● **Отрывок текста**
****
В феврале 1943 года в составе группы майора Губанова Ольгу направили ближе к передовой под Смоленск. Группа попала в окружение.


Три дня ничего не ели. Приказ — прорвать оборону противника. Солдаты, одетые в шинели, в обмотках, зимнее — только шапка-ушанка на них. Тянут на себе по глубокому снегу пушки... Страшный грохот, а в душе радостно: наши застучали.

С группой майора Губанова была под Смоленском, под Новгородом, под Ленинградом, под Старой Руссой.
В июне 1944 года её отправили на передовую в группу старшего лейтенанта Канцелярского.


Не забыть мне страшные первые обстрелы. От взрыва бомб и снарядов земля дрожит, как живая. Канцелярский кричит: “Прыгай в траншею, рот не закрывай”. Я быстро прыгнула, там вода, грязь. Шинель длинная, растопырилась по воде, как у павлина хвост. Кругом гудит, воздух чёрный, во рту земля на зубах скрипит. Лёша Шадриков кричит: “Лёля! Иди скорее сюда, у тебя руки почище — перевяжи”.
Сидит солдат, в голову ранен. Вся голова и лицо залиты кровью. Я так напугалась, я ведь не медик. У меня руки и ноги задрожали, и сама вся дрожу. Глянула кругом — ребята-то все заняты. Сразу мелькнула мысль: “Что ж я, дура, стою, ведь он ждёт от меня помощи”. Куда страх девался. Волосы у него длинные, бинта мало. Думаю, обрежу сначала волосы. Быстро взяла ножницы, срезаю волосы, стараюсь тихонько. Спрашиваю его: “Очень больно Вам? Потерпите немножко, я сейчас!” Он сидит на земле, зубами скрежещет, говорит мне: “Режь, дочка”. Забинтовала...
****
● **Исходные данные**

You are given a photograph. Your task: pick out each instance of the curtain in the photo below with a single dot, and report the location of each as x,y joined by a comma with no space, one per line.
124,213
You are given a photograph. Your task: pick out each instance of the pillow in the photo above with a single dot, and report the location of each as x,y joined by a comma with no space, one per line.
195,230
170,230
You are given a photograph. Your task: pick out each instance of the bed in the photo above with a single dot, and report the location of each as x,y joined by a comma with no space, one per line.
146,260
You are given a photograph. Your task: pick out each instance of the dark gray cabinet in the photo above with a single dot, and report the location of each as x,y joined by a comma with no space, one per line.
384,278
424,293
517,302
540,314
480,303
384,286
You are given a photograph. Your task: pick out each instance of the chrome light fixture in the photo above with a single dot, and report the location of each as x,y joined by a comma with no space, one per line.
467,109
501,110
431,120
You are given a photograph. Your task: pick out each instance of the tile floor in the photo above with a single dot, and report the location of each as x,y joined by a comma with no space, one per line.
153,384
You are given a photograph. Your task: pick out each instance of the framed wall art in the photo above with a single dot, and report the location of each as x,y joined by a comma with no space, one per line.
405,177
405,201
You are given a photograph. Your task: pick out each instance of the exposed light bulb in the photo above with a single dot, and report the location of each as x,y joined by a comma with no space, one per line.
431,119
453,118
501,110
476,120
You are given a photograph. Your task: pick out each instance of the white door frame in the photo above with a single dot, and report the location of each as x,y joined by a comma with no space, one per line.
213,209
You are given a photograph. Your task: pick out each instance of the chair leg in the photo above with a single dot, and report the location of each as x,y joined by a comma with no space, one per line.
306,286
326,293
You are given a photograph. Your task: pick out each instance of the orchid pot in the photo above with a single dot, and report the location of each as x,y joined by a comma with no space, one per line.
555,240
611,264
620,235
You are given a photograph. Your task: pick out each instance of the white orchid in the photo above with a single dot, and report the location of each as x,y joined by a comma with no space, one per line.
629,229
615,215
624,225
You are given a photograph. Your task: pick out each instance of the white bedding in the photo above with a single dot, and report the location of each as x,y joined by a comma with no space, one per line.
****
● **Задания для выполнения**
• a. Перепишите дословно из отрывка о фронтовом пути Ольги фрагмент, начиная со слов «Три дня ничего» и продолжая вплоть до слов «радостно: наши застучали.».
• b. Когда, согласно отрывку о фронтовом пути Ольги, её направили на передовую в группу старшего лейтенанта Канцелярского?

● **Ответы к заданиям**
• a.
Три дня ничего не ели. Приказ — прорвать оборону противника. Солдаты, одетые в шинели, в обмотках, зимнее — только шапка-ушанка на них. Тянут на себе по глубокому снегу пушки... Страшный грохот, а в душе радостно: наши застучали.

• b. В июне 1944 года.